Page extract →
[Begin]

Using variables as arguments in summarize()

I wish to pass user input variables to group_by() and summarize() functions.
The direct example of the data frame and code is below. Here I am 'hard-coding' the column names.
library(dplyr)
df <- data.frame('Category' = c('a','c','a','a','b','a','b','b'),
'Amt' = c(100,300,200,400,500,1000,350,250),
'Flag' = c(0,1,1,1,0,1,1,0))
rowCount <- nrow(df)
totalAmt <- sum(df$Amt)
g <- group_by(df, Category)
summ <- summarize(g, Count = n(), CountPercentage = n()*100/rowCount, TotalAmt = sum(Amt), AmtPercentage = sum(Amt)*100/totalAmt, FlagSum = sum(Flag))
summ
The output is below
In the application I am developing, the dataframe and hence the columns names will be user-defined. I will be reading the .csv file name, the column(s) to be grouped on and the columns to be summarized on from an Excel file.
I have searched far and wide and after spending much time reading and experimenting, I found the solution as shown below which worked for me. I have not used piping to make the steps clearer.

[End]

Exercise materials →
[Begin]

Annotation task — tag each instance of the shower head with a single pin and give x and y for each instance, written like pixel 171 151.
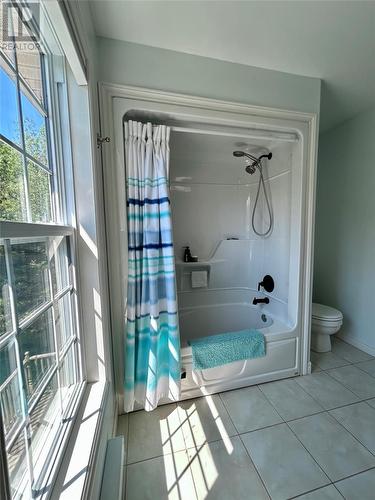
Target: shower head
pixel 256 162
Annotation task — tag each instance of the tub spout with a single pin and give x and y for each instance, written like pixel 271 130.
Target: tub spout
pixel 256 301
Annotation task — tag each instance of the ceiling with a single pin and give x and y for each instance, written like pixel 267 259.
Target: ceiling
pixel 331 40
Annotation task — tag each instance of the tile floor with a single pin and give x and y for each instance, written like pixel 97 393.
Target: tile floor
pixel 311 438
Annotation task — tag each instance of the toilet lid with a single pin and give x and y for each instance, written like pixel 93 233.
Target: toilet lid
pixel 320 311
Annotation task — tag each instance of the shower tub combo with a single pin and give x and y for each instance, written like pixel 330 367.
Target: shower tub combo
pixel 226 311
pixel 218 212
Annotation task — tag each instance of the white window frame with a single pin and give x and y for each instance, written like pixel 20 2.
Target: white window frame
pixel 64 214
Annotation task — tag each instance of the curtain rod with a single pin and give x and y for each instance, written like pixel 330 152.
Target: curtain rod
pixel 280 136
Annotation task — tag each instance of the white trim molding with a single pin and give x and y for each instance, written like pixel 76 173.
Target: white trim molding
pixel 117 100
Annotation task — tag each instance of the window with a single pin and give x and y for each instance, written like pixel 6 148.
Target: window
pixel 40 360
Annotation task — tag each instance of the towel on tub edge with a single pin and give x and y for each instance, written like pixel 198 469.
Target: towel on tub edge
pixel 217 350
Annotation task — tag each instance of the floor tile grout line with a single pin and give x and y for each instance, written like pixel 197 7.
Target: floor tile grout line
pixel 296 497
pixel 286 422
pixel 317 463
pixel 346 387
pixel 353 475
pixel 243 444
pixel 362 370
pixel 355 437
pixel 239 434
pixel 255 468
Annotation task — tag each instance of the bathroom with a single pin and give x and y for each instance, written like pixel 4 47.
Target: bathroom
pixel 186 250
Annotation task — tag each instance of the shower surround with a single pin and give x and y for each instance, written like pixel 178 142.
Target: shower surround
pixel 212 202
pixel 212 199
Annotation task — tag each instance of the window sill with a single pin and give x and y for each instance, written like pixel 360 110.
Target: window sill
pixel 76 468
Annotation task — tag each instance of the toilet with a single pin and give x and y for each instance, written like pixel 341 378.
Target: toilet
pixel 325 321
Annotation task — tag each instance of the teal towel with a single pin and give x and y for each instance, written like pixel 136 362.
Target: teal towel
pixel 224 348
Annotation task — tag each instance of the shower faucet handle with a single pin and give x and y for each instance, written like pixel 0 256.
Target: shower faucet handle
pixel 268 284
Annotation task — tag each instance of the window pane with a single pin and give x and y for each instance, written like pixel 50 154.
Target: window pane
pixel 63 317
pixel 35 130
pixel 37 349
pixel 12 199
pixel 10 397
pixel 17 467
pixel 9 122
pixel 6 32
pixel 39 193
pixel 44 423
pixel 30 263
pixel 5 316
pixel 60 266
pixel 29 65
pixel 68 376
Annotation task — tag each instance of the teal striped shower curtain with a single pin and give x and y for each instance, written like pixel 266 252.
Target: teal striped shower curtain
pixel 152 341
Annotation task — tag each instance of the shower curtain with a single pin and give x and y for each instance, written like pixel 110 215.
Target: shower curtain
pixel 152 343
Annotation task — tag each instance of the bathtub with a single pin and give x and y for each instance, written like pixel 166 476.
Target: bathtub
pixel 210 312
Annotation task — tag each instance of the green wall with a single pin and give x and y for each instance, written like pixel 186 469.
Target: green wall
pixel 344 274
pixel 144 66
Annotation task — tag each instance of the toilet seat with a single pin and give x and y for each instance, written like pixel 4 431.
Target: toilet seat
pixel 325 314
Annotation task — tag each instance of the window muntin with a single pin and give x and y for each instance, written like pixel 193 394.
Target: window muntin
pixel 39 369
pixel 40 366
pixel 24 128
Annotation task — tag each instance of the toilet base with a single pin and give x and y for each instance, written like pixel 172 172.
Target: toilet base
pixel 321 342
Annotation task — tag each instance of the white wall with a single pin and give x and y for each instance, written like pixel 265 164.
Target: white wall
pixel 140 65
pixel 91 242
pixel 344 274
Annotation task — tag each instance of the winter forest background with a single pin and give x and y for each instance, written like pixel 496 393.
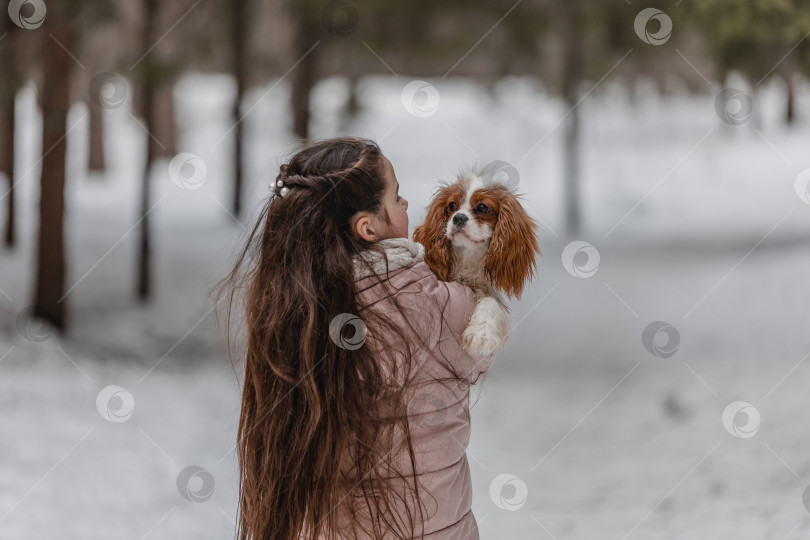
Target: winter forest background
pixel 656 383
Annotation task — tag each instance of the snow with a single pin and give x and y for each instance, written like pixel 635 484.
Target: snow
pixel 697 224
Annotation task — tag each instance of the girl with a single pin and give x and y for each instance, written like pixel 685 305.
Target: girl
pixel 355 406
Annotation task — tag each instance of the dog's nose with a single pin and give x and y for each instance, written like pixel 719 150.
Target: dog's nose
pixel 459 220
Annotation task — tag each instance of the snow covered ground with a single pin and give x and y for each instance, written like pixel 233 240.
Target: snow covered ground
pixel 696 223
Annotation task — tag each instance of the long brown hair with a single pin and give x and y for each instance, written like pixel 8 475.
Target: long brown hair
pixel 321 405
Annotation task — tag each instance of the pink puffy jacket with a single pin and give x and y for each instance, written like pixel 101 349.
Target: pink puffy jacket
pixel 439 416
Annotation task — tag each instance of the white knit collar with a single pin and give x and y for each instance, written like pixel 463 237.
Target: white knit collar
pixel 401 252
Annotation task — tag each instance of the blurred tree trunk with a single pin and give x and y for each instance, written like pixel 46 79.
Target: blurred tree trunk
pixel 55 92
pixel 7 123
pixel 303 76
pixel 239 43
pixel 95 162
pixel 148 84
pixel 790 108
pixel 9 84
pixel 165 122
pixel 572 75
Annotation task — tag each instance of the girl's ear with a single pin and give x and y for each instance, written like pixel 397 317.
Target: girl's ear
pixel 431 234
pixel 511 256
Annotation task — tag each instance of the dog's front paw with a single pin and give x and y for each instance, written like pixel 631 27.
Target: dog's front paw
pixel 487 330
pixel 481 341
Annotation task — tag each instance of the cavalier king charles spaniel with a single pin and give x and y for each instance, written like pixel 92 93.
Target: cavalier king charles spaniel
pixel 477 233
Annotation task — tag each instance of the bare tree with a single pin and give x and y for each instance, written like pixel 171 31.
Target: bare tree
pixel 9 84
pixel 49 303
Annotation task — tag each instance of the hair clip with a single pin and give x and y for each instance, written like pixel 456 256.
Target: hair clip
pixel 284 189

[End]

Tasks for this exercise →
[a] In the forum post about summarize(), where will the application read the .csv file name and the grouping and summary columns from?
[b] Quote the rows between the line holding "Annotation task — tag each instance of the white window" and the line holding "pixel 64 214", inclusive.
The rows have nothing to do with the forum post about summarize().

Answers per task →
[a] From an Excel file.

[b]
Annotation task — tag each instance of the white window frame with a single pin and give x and y for each instance, written like pixel 20 2.
Target: white window frame
pixel 64 214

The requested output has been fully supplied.